start

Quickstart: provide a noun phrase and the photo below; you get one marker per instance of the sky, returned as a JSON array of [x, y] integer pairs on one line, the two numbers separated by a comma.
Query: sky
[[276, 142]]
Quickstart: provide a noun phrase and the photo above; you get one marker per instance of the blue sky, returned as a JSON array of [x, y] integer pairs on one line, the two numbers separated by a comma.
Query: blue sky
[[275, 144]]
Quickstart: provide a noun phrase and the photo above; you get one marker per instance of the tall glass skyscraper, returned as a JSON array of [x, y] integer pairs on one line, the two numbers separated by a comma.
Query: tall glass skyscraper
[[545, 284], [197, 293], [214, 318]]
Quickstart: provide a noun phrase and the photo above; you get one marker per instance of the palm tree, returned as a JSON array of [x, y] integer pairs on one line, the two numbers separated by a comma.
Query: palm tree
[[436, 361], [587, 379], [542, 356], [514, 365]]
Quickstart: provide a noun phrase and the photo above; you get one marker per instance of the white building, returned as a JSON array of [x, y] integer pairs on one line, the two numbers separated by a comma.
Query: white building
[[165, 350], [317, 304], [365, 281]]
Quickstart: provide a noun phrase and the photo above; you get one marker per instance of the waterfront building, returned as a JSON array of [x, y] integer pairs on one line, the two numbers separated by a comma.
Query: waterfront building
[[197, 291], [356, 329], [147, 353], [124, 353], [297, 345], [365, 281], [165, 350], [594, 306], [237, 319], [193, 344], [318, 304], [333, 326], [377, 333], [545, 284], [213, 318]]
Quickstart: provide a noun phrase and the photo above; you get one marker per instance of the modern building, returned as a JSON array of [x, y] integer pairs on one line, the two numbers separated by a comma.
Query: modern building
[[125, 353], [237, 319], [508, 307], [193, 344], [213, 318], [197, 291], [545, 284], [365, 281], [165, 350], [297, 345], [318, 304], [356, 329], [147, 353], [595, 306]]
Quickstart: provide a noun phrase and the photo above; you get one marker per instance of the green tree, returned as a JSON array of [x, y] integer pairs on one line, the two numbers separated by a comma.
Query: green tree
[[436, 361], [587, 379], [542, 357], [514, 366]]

end

Output the lines above as a two-column CSV with the headers text and answer, one row for each block of wording and the answer that follows it. Put each value in a single quoted field, with line breaks replaced by spaces.

text,answer
"Quickstart: provide a noun phrase and the photo below; you get one marker per instance of the sky, returned as a JSON array of [x, y] integer pairs on one line, the two numbers separated by a comma. Query: sky","[[276, 142]]"
"Quickstart: provide a noun phrase and the photo above; you get one marker per instance of the blue sky, returned as a JSON array of [x, y] integer pairs on one line, the two numbers separated by a comma. Query: blue sky","[[275, 144]]"
"Quickstart: provide a noun phrase and the photo above; you get one marker per instance of the tall glass skyscraper, returned as a JSON array of [x, y] integer pairs on one line, the two numbers separated by a comma. Query: tall glass skyscraper","[[545, 284], [197, 293], [214, 318]]"
"Quickstart: provide a noun phrase and the photo above; you get one marker per instance of the palm tree, returned as a JSON array of [x, y] integer pairs on one line, the two numbers separated by a comma. Query: palm tree","[[436, 361], [587, 379], [542, 356], [514, 365]]"
"Quickstart: provide a noun phrase and the photo above; you get one marker per instance of the white building, returned as a JSON array of [x, y] integer pairs on one line, the two numbers separated by a comma. Query: white building","[[165, 350], [317, 304], [365, 281]]"
"Quickstart: provide a noun phrase and the photo above; you get one marker per instance of the waterfront building, returned as a JSON array of [x, y] integer pairs on one line, the two numbers separated by a comma. Query: waterfront building","[[197, 291], [356, 329], [147, 353], [124, 353], [297, 345], [365, 281], [165, 350], [594, 306], [237, 319], [193, 344], [318, 304], [333, 326], [377, 333], [545, 284], [213, 318]]"
"Quickstart: provide a noun phrase and the photo above; you get one marker per instance of the modern building, returned as a JSON array of [x, y] integer pairs on one line, the two numbers separated by a comma. Query: modern building","[[125, 353], [237, 319], [508, 307], [193, 344], [213, 318], [197, 291], [545, 284], [365, 281], [165, 350], [297, 345], [318, 304], [356, 329], [147, 353], [595, 306]]"
"Quickstart: provide a noun phrase and the photo above; you get one marker per instance of the green tree, returned as a JSON array of [x, y] integer pairs on one line, the two numbers separated by a comma. Query: green tree","[[436, 361], [587, 379], [542, 357], [514, 366]]"